- _WHAT THE TASK REQUIRES_
Wherever a line in the data below holds "sample", copy that line.

Image point grounding data
####################
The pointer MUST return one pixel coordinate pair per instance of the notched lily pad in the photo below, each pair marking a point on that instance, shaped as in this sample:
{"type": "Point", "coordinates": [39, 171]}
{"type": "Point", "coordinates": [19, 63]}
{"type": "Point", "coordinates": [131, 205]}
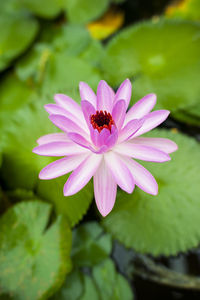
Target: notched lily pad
{"type": "Point", "coordinates": [33, 259]}
{"type": "Point", "coordinates": [17, 34]}
{"type": "Point", "coordinates": [90, 245]}
{"type": "Point", "coordinates": [168, 223]}
{"type": "Point", "coordinates": [160, 57]}
{"type": "Point", "coordinates": [79, 11]}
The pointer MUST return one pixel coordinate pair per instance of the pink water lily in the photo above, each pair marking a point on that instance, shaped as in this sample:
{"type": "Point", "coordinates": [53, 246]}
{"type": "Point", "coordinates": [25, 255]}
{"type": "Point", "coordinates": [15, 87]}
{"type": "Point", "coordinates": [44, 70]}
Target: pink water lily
####################
- _SOLUTION TO THE EXERCISE_
The pointer MUST return one pixel coordinate pair per instance of the notched lily pad in the photo below, each pair marking a point on that instance, shaped as in this sample:
The pointer MUST return one pixel coordinate pair per instance of the pink water lily in the photo above, each pair marking a point on that instance, shaped as in this sample:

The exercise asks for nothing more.